▶ [EXERCISE DESCRIPTION]: Write the next part of the blog page on French cinema, picking up right after its last sentence.

▶ [PAGE TEXT]:
+--
It is impossible to show the audience everything at once, of course, so 360 degrees are traversed slowly, teasingly, because the diverse items and scenery cannot possibly be taken in at a glance. They vary from the mechanical remains of car engines (and a diversity of other kinds of debris) to hyper-realist painted images on the floor and walls, of people in cars, or falling out of cars, holding glasses of champagne in their hands, and so on, and on.

But at no time is it possible for the viewer to hold the visual spectacle firmly in his or her mind — what is presented, metaphorically suggests the unpresentable as the cultural world of the time, with all its historical debris as well as its promise of creative innovation (pardon the tautology).

This scene-sequence from Diva is among the best that cinema is capable of because it pushes at the very limits of the medium. And it is but one among many in French cinema, which will have to remain absent here.

5 Responses to “The French masters of cinema”

  1. Thank you for your insightful blog Bert…but you forgot to mention Fred Zinnemans film ‘ A man for all season’ starring Orsen Welles , Paul Scofield or The Grapes of Wrath …with by Darrryl Zanuck with Jane Darwell and the young Henry Fonda…otherwise a beautiful blog for films…in general and anything else in particular ANC speak in GENERAL just love your bloggs Berty

    March 16, 2010 at 2:46 pm
  2. Maria #

    Thanks Bert – very interesting, especially the bit about the sublime in Beineix’s Diva.

    March 16, 2010 at 5:30 pm
  3. frank beaumont #

    A fine reminder. If this short overview could be extended I would argue for acknowledgment of the obvious influence of J-P Melville (and of American crime films on him, in turn), the importance of Bresson (if the sublime is in play), Jacques Rivette as competition for Godard’s New Wave crown, Chris Marker as the ultimate New Wave drifter, and grand recognition of Clair Denis. If memory serves, Jameson only referred to Diva as the first postmodern French film – even though he often also referred to Godard’s films as postmodern (?). Baudrillard, of course, went a step further by offering this tainted title to Once Upon a Time in the West.

    As bubblegum polemic: I would not be up for the frightening task of describing the high-modernism of Marienbad, but I find myself very comfortable with the idea that Tarantino’s films are, amongst other even fouler things, postmodern.

    March 17, 2010 at 1:56 pm
  4. Bert #

    Frank – Thank you for that knowledgeable comment. You may be right about Jameson and Diva being described as the first ‘postmodern’ French film – at any rate, I tend to agree with Lyotard and Eco that ‘postmodern’ is less a periodizing category than a critical one – what Eco calls a Kunstwollen – and in these terms one would find artefacts that meet the criteria for postmodern, as opposed to modern, almost anywhere in history.
+--
Data listing:
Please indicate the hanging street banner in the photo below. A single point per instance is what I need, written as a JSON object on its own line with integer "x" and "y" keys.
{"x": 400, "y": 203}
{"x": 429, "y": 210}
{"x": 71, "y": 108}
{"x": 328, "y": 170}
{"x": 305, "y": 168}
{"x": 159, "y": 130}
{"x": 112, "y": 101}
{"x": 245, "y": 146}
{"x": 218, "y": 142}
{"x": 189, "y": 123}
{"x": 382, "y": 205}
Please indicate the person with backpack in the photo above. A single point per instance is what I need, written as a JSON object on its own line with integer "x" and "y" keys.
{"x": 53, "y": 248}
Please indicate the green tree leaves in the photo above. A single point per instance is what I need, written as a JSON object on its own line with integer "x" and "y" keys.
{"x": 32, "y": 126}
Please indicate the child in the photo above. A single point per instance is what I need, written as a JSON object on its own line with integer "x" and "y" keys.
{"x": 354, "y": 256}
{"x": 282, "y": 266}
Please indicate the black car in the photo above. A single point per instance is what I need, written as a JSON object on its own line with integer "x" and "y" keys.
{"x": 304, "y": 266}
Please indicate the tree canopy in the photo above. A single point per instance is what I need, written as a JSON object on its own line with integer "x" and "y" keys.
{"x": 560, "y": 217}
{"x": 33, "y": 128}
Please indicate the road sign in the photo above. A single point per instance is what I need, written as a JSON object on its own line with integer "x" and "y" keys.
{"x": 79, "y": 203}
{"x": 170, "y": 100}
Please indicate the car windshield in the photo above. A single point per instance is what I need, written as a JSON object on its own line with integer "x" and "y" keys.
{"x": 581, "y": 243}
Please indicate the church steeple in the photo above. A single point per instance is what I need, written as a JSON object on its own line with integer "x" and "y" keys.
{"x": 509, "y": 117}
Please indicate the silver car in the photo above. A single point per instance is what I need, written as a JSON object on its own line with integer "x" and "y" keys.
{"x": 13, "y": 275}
+--
▶ [RESULT FOR THIS EXERCISE]:
    And thanks for reminding me of the work of Clair Denis – her Chocolat is a wonderful film, which I have used more than once when teaching psychoanalytic theory. From your use of the epithet ‘tainted’ with reference to Tarantino’s films being describable as ‘postmodern’ (with which I agree), I don’t quite understand why you would give the phenomeon such a negative assessment – when one considers the differences between the modern and the postmodern (remembering how poststructuralism differs from these), I believe they are very useful and illuminating ‘critical’ categories – regardless of where one’s own preference lies as far as cinema, art or literature goes.

    March 18, 2010 at 4:43 pm
  5. frank beaumont #

    Prof Olivier, I was glad to see your response. Thanks for inviting another.

    I don’t have sufficient knowledge of the subject, but I do have a sense of different “streams” of postmodernism relating particularly to film (leaving aside the metahistorical in Eco, which you mentioned). On the one hand, the dominant media-directed postmodernism of Baudrillard and the so-called subject positioning approach (Althusserian-Lacanian psycho-semiotics in film theory) that would value the films of Tarantino. On the other hand, the film-related postmodern philosophy of Deleuze (and Rancière) that would value SATANTANGO. Perhaps Žižek straddles these categories.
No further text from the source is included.